> _Goals_
1. Revise the stretch of the Don Heads passage from "The area directly" through "of their diet.", replacing "abalone" with "crayfish".
2. Write the next part of the Don Heads passage, starting after its final sentence.

Don Heads

Don Heads is a coastal headland, a natural geological feature offering local history, walks, and a chance to enjoy nature on tasmania’s beautiful north-west coast. Located on the western side of the Don River due west of Devonport (Don Head Road).

Don Heads is an example of one of the basalt flows that helped shape the profile of the Tasmanian northwest coast line. In the Tertiary Period lava filled the deeper parts of old valleys. Subsequent marine erosion produced a scarp coast with cliffs backing a narrow shore platform. A short walk around the headland from the carpark (at low tide) will take you to an example of this wave cut platform. Due to it’s volcanic nature some of the rocks contain small crystals of olivine.


Before white settlement, Don Heads was heavily covered in thick forests comprising of huge eucalypts and other species with dense undergrowth rendering it almost impossible to walk through.
The original inhabitants of the area were the Punnilerpanner people who lived in the De-vonport, Port Sorell area.
The area directly across the Don River from Don Heads is known to be the woman’s area, while the Devonport Bluff (where the light-house is) was the men’s area and now hosts Tiagarra Aboriginal Museum and a walk featuring many rock carvings. The aborigines survived entirely on the food gathered from the local environment. Food such as wallaby, mutton bird, abalone, seals and lizards, in addition to edible plants all formed a part of their diet.

Local historian Faye Gardam’s book ‘Sawdust, Sweat and Sails’ comments on the settlement at Don Heads, “By 1840, only a handful of Europeans had set foot on the now well known and beautiful stretch of land, which lies between the Don and forth rivers, on the Northwest coast of Tasmania”.
The first documented visit of Europeans was by Lieutenant Governor Sir George Arthur with surveyor General Franklin and others when they swam their horses behind a whale boat across the mouth of the Don River at midday on the 21st January 1829.

> _Information provided_
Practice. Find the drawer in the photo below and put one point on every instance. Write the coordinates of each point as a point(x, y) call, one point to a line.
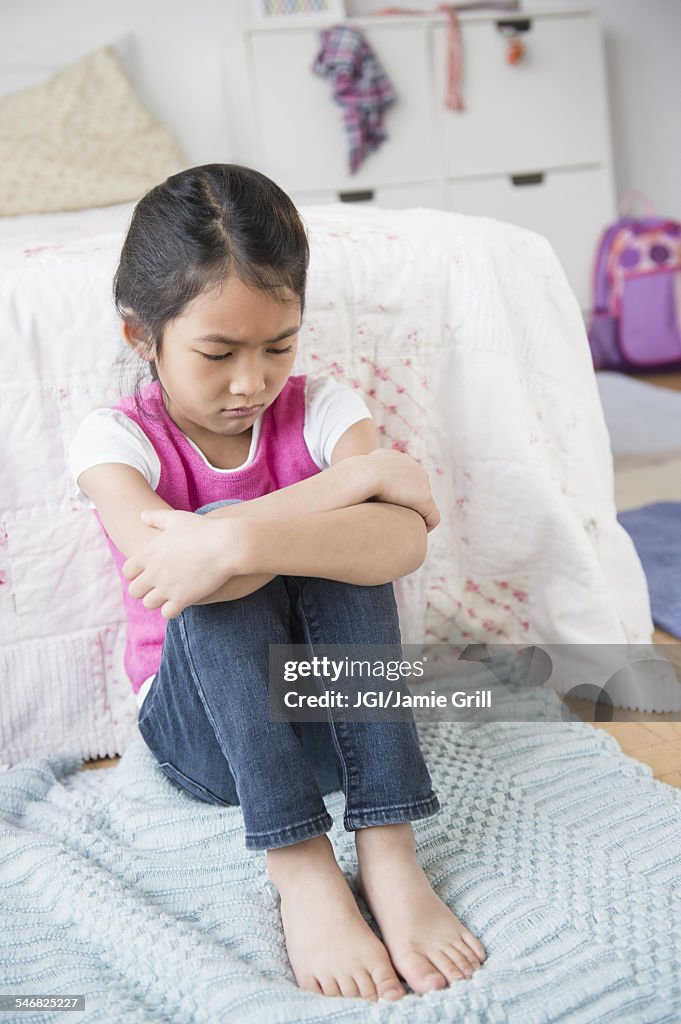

> _Set of answers_
1.
The area directly across the Don River from Don Heads is known to be the woman’s area, while the Devonport Bluff (where the light-house is) was the men’s area and now hosts Tiagarra Aboriginal Museum and a walk featuring many rock carvings. The aborigines survived entirely on the food gathered from the local environment. Food such as wallaby, mutton bird, crayfish, seals and lizards, in addition to edible plants all formed a part of their diet.

2.
At the time of settlement and shortly after, clearing land for farming was an ongoing process. Thomas Drew was given ownership of six hundred and forty acres of land at Don Heads on the 4th of September 1843 for a sum of
£384. He was a shrewd businessman making money any way he could, and used the employment of convicts as cheap labor to have his land cleared. The effect of the heavy clearing and introduced plants such as the elm tree’s and English hawthorn is still apparent today. The timber from the native forests was split into palings and shingles, transported to the wharves on the Western point of the Don River mouth by bullock and horse drawn carts (the remians of the wharf can still be seen today). It was then shipped across Bass Straight to build the early township of Melbourne. The cleared land was then used for farming.

A saw-mill was built later at the township of River Don. The logs were brought to the mill by a wooden tramway and then the sawn timber was transported to sailing vessels by barge. In the 1870s the tramway was extended to the wharf.
Thomas Drew built his house on a hill looking out to sea so he could view his ships sailing into the mouth of the river. The wharves were built by Cummings and Raymond, the sawmill company which was situated upstream at the River Don settlement. Thomas Drew owned two ships one being the “Water witch” and the other being named after his wife “Charlotte”. A plaque commemorating Thomas Drew and his wife can be found on a large rock beside the road near to where the Harbor Masters house, and a boat shed were located.

Flora and Fauna

The Don Heads area supports a wide variety of birdlife that enjoy the range of habitats that this site provides. Not least of these are significant colonies of Little Penguins and Short tailed Shearwaters (mutton bird, Puffinus tenuirostris). These remarkable birds breed mainly on the Bass Straight islands and on the Tasmanian mainland fly as far north as Siberia on their migration during our winter. The chicks are raised in burrows and are fed by both parents who go on foraging trips that last 2-3 days and can cover a distance of 15, 000km. The chick may be left alone in the burrow for up to a week at a time. 

You can view Penguins (Eudyptula novaehol-landiae) coming ashore on the west side of Don Heads, on “Lillico Straight” beside the highway on the way to Ulverstone. This is open to the public. The best time to see the Penguins is at dusk when they are returning from feeding.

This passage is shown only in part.